> [Exercise requirements] Check each line of the records below and collect those that include the word "face".

** Opening The records block **

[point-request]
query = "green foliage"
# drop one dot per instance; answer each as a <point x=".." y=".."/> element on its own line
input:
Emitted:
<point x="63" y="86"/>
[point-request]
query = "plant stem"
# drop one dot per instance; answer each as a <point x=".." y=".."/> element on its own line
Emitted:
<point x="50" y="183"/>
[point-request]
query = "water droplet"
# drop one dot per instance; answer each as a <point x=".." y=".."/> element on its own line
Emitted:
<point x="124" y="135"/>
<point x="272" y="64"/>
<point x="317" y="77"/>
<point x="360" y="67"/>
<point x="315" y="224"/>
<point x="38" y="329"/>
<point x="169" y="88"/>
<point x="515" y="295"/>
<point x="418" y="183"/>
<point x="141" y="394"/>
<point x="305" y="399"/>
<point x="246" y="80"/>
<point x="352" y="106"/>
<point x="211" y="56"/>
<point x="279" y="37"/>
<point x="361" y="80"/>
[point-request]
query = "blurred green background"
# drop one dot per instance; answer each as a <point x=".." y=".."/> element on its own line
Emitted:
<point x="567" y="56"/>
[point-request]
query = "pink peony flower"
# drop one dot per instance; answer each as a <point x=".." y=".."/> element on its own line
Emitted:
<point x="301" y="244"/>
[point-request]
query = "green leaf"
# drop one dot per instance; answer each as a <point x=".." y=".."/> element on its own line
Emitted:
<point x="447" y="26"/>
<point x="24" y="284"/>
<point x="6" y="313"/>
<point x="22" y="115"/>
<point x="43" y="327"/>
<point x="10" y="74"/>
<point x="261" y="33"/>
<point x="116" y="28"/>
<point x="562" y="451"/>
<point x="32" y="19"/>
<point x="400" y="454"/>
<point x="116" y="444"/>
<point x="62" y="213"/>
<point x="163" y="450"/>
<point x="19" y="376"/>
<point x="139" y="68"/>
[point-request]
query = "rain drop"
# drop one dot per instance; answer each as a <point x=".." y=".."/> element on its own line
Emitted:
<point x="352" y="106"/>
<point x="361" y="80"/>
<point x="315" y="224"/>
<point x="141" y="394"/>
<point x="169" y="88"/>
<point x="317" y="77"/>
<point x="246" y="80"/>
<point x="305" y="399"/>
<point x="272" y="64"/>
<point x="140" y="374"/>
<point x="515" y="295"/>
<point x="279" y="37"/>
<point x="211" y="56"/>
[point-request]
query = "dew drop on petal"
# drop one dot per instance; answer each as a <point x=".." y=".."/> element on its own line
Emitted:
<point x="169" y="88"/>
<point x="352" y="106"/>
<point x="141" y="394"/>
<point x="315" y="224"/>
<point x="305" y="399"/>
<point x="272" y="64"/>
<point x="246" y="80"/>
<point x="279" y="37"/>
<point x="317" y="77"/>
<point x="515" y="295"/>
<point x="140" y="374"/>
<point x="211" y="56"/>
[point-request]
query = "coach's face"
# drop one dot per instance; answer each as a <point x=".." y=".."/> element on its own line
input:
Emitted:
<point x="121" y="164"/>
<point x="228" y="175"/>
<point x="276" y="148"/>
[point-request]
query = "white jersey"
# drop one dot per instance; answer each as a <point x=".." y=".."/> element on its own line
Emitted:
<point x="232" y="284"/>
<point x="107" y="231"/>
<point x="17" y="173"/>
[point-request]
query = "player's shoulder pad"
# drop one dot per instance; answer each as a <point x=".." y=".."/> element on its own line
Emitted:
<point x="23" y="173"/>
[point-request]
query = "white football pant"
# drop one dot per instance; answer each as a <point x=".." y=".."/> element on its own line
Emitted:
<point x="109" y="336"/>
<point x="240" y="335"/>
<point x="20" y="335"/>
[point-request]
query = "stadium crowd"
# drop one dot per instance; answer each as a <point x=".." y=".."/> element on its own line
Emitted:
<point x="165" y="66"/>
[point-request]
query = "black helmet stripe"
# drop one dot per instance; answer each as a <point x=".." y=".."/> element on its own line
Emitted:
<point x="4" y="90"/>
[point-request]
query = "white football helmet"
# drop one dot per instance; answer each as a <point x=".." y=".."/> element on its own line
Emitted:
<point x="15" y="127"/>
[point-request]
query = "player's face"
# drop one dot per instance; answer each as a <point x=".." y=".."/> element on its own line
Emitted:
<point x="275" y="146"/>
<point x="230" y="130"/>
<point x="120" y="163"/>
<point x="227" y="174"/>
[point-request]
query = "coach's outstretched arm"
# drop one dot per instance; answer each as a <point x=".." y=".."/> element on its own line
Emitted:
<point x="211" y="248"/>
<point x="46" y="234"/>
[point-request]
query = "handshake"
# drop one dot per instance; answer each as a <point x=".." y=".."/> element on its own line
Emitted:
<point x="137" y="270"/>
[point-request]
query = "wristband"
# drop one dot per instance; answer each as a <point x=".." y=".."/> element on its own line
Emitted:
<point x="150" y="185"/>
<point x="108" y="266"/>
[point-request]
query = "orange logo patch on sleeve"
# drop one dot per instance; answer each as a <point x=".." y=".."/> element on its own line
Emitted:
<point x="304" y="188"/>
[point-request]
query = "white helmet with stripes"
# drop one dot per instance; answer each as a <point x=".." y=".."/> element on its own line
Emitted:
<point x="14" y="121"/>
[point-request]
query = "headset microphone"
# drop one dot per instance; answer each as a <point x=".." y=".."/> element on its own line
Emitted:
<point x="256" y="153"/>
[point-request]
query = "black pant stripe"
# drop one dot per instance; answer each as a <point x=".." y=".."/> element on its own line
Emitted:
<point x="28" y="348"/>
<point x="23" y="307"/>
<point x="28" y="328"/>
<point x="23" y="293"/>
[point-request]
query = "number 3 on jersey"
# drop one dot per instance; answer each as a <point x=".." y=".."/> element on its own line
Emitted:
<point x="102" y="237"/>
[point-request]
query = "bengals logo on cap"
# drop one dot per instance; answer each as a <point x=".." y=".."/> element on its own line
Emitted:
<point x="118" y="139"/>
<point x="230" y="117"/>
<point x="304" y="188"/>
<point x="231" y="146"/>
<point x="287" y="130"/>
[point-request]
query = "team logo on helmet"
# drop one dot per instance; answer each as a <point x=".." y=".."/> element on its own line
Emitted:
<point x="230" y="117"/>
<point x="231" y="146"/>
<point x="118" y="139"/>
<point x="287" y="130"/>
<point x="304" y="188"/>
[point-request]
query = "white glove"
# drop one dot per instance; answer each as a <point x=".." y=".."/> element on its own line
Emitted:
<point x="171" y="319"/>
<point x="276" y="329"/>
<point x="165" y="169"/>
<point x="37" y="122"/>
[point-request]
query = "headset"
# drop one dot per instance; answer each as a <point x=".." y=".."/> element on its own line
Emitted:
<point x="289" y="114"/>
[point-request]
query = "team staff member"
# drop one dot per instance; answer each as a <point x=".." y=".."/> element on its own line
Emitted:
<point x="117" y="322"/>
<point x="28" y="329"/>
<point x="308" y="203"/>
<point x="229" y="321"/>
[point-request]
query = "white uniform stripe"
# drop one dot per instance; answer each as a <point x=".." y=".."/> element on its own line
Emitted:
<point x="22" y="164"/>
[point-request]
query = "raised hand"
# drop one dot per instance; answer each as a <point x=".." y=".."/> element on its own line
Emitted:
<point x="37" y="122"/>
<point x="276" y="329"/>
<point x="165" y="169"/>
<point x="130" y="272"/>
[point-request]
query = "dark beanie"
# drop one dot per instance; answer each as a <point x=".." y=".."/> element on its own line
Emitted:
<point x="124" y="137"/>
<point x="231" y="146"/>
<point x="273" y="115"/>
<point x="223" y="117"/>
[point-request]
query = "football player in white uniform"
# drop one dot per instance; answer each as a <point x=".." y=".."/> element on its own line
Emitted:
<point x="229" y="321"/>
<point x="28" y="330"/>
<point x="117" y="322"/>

** Closing The records block **

> [Written answer]
query = "coach's face"
query = "player's face"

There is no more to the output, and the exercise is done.